(Segmentation mask data)
______

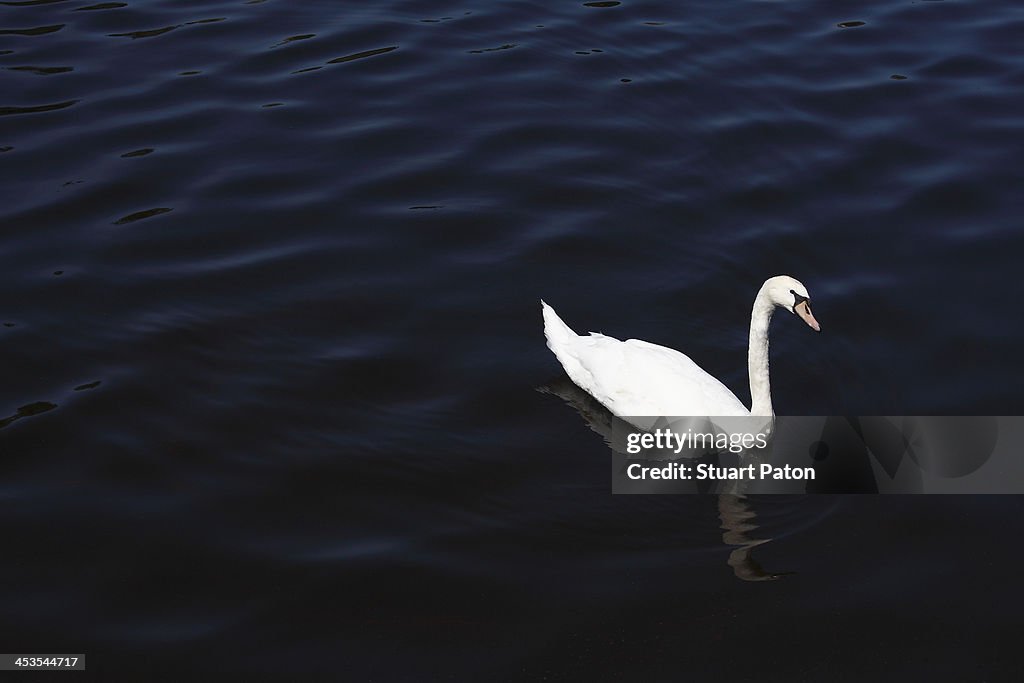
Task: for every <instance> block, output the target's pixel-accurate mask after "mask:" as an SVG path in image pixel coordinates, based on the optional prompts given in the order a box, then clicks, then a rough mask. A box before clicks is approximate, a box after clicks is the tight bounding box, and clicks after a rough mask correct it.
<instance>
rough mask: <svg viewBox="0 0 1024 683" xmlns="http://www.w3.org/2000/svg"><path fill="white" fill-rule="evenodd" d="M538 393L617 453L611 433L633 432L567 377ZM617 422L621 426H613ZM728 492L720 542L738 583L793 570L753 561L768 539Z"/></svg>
mask: <svg viewBox="0 0 1024 683" xmlns="http://www.w3.org/2000/svg"><path fill="white" fill-rule="evenodd" d="M538 391H540V392H541V393H547V394H551V395H553V396H558V397H559V398H561V399H562V400H564V401H565V402H566V403H568V404H569V405H571V407H572V408H573V410H575V411H577V412H578V413H579V414H580V416H581V417H582V418H583V419H584V421H585V422H586V423H587V426H588V427H590V429H591V430H592V431H594V432H596V433H598V434H600V435H601V437H602V438H603V439H604V441H605V443H607V444H608V447H610V449H612V450H618V449H621V446H616V445H615V439H614V438H613V434H614V433H615V432H616V431H617V432H618V433H623V431H624V428H625V430H626V431H628V430H631V429H633V428H632V427H631V426H630V425H629V424H628V423H626V422H624V421H623V420H621V419H620V418H617V417H615V416H614V415H612V414H611V412H610V411H608V409H606V408H604V407H603V405H601V403H599V402H598V401H597V399H595V398H594V397H593V396H591V395H590V394H589V393H587V392H586V391H584V390H583V389H581V388H580V387H578V386H577V385H575V384H573V383H572V382H571V381H570V380H569V379H568V378H560V379H557V380H555V381H553V382H550V383H549V384H546V385H544V386H542V387H538ZM616 423H621V424H620V425H618V426H617V427H616ZM730 483H731V484H733V485H732V486H731V487H730V488H729V492H728V493H721V494H719V495H718V514H719V519H721V520H722V526H721V528H722V529H723V531H724V533H723V535H722V541H723V543H725V544H726V545H727V546H733V547H734V550H733V551H732V552H731V553H729V559H728V564H729V566H730V567H732V571H733V573H735V574H736V578H737V579H739V580H741V581H774V580H776V579H780V578H782V577H784V575H787V574H793V573H796V572H794V571H768V570H766V569H764V568H763V567H762V566H761V564H760V563H759V562H758V561H757V560H756V559H755V558H754V549H755V548H757V547H758V546H760V545H763V544H765V543H768V542H769V541H771V539H770V538H760V539H759V538H755V537H753V536H752V533H753V532H754V531H755V530H756V529H757V528H758V524H756V523H755V521H756V519H757V512H756V511H755V509H754V507H753V505H752V503H751V500H750V499H749V498H746V497H745V496H744V495H743V494H742V492H741V490H739V489H737V488H735V482H730Z"/></svg>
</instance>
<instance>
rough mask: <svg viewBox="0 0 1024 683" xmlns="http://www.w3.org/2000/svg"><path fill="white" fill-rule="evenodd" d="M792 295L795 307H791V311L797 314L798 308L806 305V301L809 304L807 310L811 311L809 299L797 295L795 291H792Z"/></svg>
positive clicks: (810, 303)
mask: <svg viewBox="0 0 1024 683" xmlns="http://www.w3.org/2000/svg"><path fill="white" fill-rule="evenodd" d="M790 294H792V295H793V305H792V306H791V309H792V310H793V312H794V313H796V312H797V306H799V305H800V304H802V303H804V302H805V301H806V302H807V310H810V309H811V300H810V298H809V297H805V296H801V295H799V294H797V293H796V292H795V291H794V290H790Z"/></svg>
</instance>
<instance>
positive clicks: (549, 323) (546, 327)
mask: <svg viewBox="0 0 1024 683" xmlns="http://www.w3.org/2000/svg"><path fill="white" fill-rule="evenodd" d="M541 310H542V311H543V312H544V336H545V337H546V338H547V339H548V348H550V349H551V351H552V352H553V353H554V354H555V357H556V358H558V362H560V364H562V368H564V369H565V374H566V375H568V376H569V379H570V380H572V381H573V382H575V383H577V384H579V385H580V386H584V384H581V383H582V382H584V381H585V376H586V374H587V373H586V371H585V370H584V367H583V366H582V365H581V364H580V359H579V358H578V357H577V356H575V353H574V352H573V350H572V342H573V341H575V340H577V339H579V338H580V336H579V335H578V334H577V333H574V332H572V329H571V328H570V327H569V326H567V325H565V323H563V322H562V318H560V317H558V313H556V312H555V309H554V308H552V307H551V306H549V305H548V304H546V303H545V302H544V299H541Z"/></svg>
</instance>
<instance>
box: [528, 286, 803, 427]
mask: <svg viewBox="0 0 1024 683" xmlns="http://www.w3.org/2000/svg"><path fill="white" fill-rule="evenodd" d="M809 299H810V297H809V296H808V295H807V290H806V288H805V287H804V286H803V285H801V284H800V282H798V281H796V280H794V279H793V278H790V276H787V275H778V276H776V278H771V279H770V280H768V281H766V282H765V284H764V285H763V286H762V287H761V290H760V291H759V292H758V296H757V298H756V299H755V300H754V309H753V311H752V313H751V330H750V346H749V348H748V372H749V373H750V382H751V399H752V403H751V410H746V408H745V407H744V405H743V403H742V402H741V401H740V400H739V399H738V398H736V395H735V394H733V393H732V392H731V391H729V389H728V388H727V387H726V386H725V385H724V384H722V383H721V382H720V381H718V380H717V379H715V378H714V377H712V376H711V375H710V374H708V373H707V372H706V371H705V370H702V369H701V368H700V367H699V366H698V365H697V364H695V362H693V360H691V359H690V357H689V356H687V355H686V354H684V353H681V352H679V351H676V350H675V349H671V348H668V347H666V346H658V345H657V344H651V343H649V342H645V341H640V340H638V339H630V340H627V341H620V340H618V339H615V338H613V337H607V336H605V335H601V334H596V333H591V334H589V335H586V336H583V335H578V334H577V333H574V332H573V331H572V330H571V329H570V328H569V327H568V326H567V325H565V323H563V322H562V319H561V318H560V317H558V314H557V313H556V312H555V310H554V309H553V308H552V307H551V306H549V305H548V304H546V303H544V301H542V302H541V306H542V309H543V312H544V334H545V337H547V339H548V347H549V348H551V350H552V351H553V352H554V354H555V357H557V358H558V361H559V362H561V365H562V368H564V369H565V372H566V374H567V375H568V376H569V379H571V380H572V381H573V382H574V383H575V384H577V385H579V386H580V387H581V388H582V389H584V390H585V391H587V392H588V393H589V394H591V395H592V396H594V398H596V399H597V400H598V401H600V402H601V404H602V405H604V407H605V408H607V409H608V410H609V411H611V413H613V414H614V415H617V416H618V417H621V418H623V419H625V420H627V421H630V422H634V424H636V422H635V421H633V420H630V418H636V417H670V416H699V417H716V416H720V417H733V416H746V415H755V416H767V417H770V416H772V415H774V411H773V409H772V403H771V388H770V383H769V379H768V325H769V323H770V322H771V316H772V313H773V312H774V310H775V307H776V306H781V307H785V308H787V309H790V310H792V311H793V312H795V313H797V314H798V315H800V316H801V317H802V318H803V319H804V322H806V323H807V324H808V325H809V326H810V327H811V328H813V329H814V330H816V331H820V328H819V327H818V324H817V321H815V319H814V316H813V315H811V310H810V301H809Z"/></svg>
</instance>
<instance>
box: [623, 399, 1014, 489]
mask: <svg viewBox="0 0 1024 683" xmlns="http://www.w3.org/2000/svg"><path fill="white" fill-rule="evenodd" d="M631 422H632V423H636V424H639V425H640V426H639V427H638V426H636V424H630V423H627V422H624V421H621V420H616V421H615V422H614V423H613V424H612V425H611V429H610V432H605V433H606V438H607V439H608V442H609V444H610V445H611V449H612V472H611V476H612V492H613V493H616V494H677V493H751V494H758V493H766V494H770V493H900V494H907V493H971V494H983V493H990V494H1024V458H1021V457H1020V456H1019V455H1018V454H1019V453H1020V451H1021V449H1022V446H1024V418H1021V417H990V416H977V417H976V416H970V417H962V416H958V417H876V416H870V417H779V418H756V417H740V418H668V419H667V418H631Z"/></svg>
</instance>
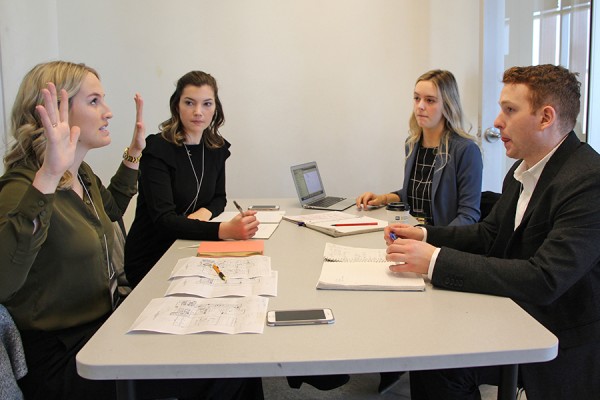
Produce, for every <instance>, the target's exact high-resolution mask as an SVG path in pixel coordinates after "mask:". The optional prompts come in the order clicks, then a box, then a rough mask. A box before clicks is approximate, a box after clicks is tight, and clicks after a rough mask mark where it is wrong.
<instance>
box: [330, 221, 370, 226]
mask: <svg viewBox="0 0 600 400" xmlns="http://www.w3.org/2000/svg"><path fill="white" fill-rule="evenodd" d="M366 225H377V222H356V223H354V224H352V223H348V224H333V225H331V226H366Z"/></svg>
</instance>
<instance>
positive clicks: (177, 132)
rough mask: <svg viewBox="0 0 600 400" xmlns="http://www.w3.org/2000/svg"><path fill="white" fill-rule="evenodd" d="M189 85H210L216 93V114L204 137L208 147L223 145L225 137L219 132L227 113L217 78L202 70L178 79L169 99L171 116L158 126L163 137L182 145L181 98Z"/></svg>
mask: <svg viewBox="0 0 600 400" xmlns="http://www.w3.org/2000/svg"><path fill="white" fill-rule="evenodd" d="M189 85H192V86H197V87H201V86H204V85H208V86H210V87H211V88H212V90H213V92H214V93H215V114H214V115H213V119H212V121H211V122H210V125H209V126H208V127H207V128H206V129H205V130H204V132H203V133H202V139H203V140H204V142H205V143H206V146H207V147H208V148H211V149H216V148H219V147H221V146H223V144H225V139H223V136H221V134H220V133H219V128H220V127H221V126H222V125H223V124H224V123H225V114H224V113H223V105H222V104H221V100H220V99H219V88H218V87H217V81H216V80H215V78H213V77H212V76H211V75H210V74H207V73H206V72H202V71H191V72H188V73H187V74H185V75H184V76H182V77H181V78H179V80H178V81H177V85H176V87H175V92H173V94H172V95H171V99H170V100H169V107H170V109H171V118H169V119H168V120H166V121H164V122H162V123H161V124H160V125H159V126H158V129H160V132H161V135H162V137H163V138H165V140H167V141H168V142H171V143H175V144H176V145H178V146H181V145H182V144H183V142H184V141H185V132H184V131H183V123H182V122H181V118H180V116H179V100H180V99H181V94H182V93H183V90H184V89H185V88H186V87H187V86H189Z"/></svg>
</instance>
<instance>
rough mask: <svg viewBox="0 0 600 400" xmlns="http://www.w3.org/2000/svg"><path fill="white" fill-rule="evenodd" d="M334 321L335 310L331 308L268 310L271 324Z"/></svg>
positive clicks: (267, 320) (295, 323)
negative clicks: (273, 310)
mask: <svg viewBox="0 0 600 400" xmlns="http://www.w3.org/2000/svg"><path fill="white" fill-rule="evenodd" d="M334 321H335V318H333V312H332V311H331V309H329V308H314V309H306V310H275V311H269V312H267V325H269V326H288V325H318V324H332V323H333V322H334Z"/></svg>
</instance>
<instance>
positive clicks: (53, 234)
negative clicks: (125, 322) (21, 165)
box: [0, 163, 138, 330]
mask: <svg viewBox="0 0 600 400" xmlns="http://www.w3.org/2000/svg"><path fill="white" fill-rule="evenodd" d="M35 173H36V171H33V170H30V169H27V168H13V169H11V170H10V171H7V172H6V173H5V174H4V175H3V176H2V177H1V178H0V303H2V304H4V305H5V306H6V308H7V309H8V310H9V311H10V313H11V315H12V317H13V319H14V320H15V322H16V324H17V327H18V328H19V329H20V330H29V329H33V330H57V329H64V328H70V327H74V326H78V325H81V324H84V323H87V322H90V321H93V320H95V319H98V318H100V317H102V316H103V315H105V314H107V313H109V312H110V311H111V308H112V306H111V296H110V291H109V266H108V261H109V260H107V257H109V256H108V255H109V254H110V253H111V251H110V250H111V248H112V244H113V239H114V228H113V224H112V222H111V221H115V220H117V219H119V218H120V217H121V216H122V215H123V213H124V211H125V209H126V208H127V205H128V204H129V201H130V199H131V197H132V196H134V195H135V194H136V192H137V176H138V173H137V171H136V170H132V169H130V168H127V167H126V166H124V165H123V164H121V165H120V167H119V169H118V170H117V173H116V174H115V176H114V177H113V178H112V179H111V183H110V185H109V186H108V188H105V187H104V186H103V185H102V182H101V181H100V179H99V178H98V177H97V176H96V175H94V173H93V172H92V169H91V168H90V167H89V165H87V164H85V163H83V164H82V165H81V167H80V169H79V175H80V177H81V180H82V182H83V183H84V185H85V188H86V189H87V192H88V193H89V194H90V196H91V198H92V201H90V199H89V197H88V196H87V194H86V191H84V194H83V199H81V198H80V197H79V196H78V195H77V194H76V193H75V192H74V191H73V190H57V191H56V192H55V193H53V194H48V195H45V194H42V193H41V192H39V191H38V190H37V189H36V188H34V187H33V186H32V185H31V184H32V182H33V178H34V176H35ZM98 217H99V218H98ZM36 218H38V221H39V226H38V228H37V230H36V232H35V233H34V223H33V221H34V220H35V219H36ZM105 235H106V241H105V238H104V236H105ZM107 247H108V249H107ZM107 250H108V251H107Z"/></svg>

______

Action item -
Every line above that includes "optional" counts toward one total; give that total by itself.

Result of the task -
2